*Data for processing*:

-*-*-

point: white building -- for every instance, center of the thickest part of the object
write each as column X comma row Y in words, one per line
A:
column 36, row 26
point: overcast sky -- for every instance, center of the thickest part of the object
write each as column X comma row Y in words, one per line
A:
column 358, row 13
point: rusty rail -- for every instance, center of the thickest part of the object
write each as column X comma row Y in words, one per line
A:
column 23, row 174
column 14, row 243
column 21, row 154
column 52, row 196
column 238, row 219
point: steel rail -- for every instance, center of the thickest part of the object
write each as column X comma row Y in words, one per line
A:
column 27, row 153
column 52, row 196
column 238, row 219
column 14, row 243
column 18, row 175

-*-*-

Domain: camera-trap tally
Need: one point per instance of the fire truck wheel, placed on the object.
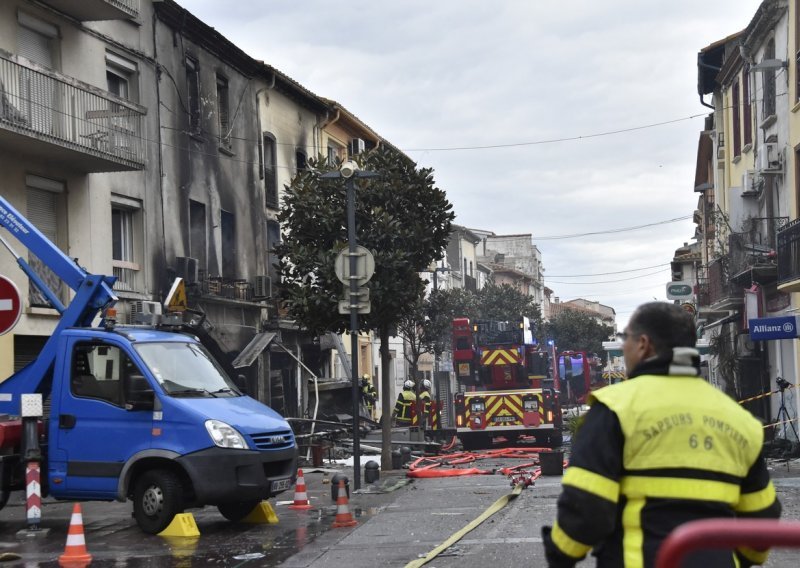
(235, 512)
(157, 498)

-*-*-

*Task objective*:
Copy out each line of the listing where the string "every" appears.

*Finished exercise*:
point: white building -- for every instance, center of the thickest part of the object
point: overcast sky -- for every instance, center of the thickest part of the object
point: rusty rail -- for every instance, center of the thickest part of the object
point: steel rail -- for every instance, center of the thickest part of the object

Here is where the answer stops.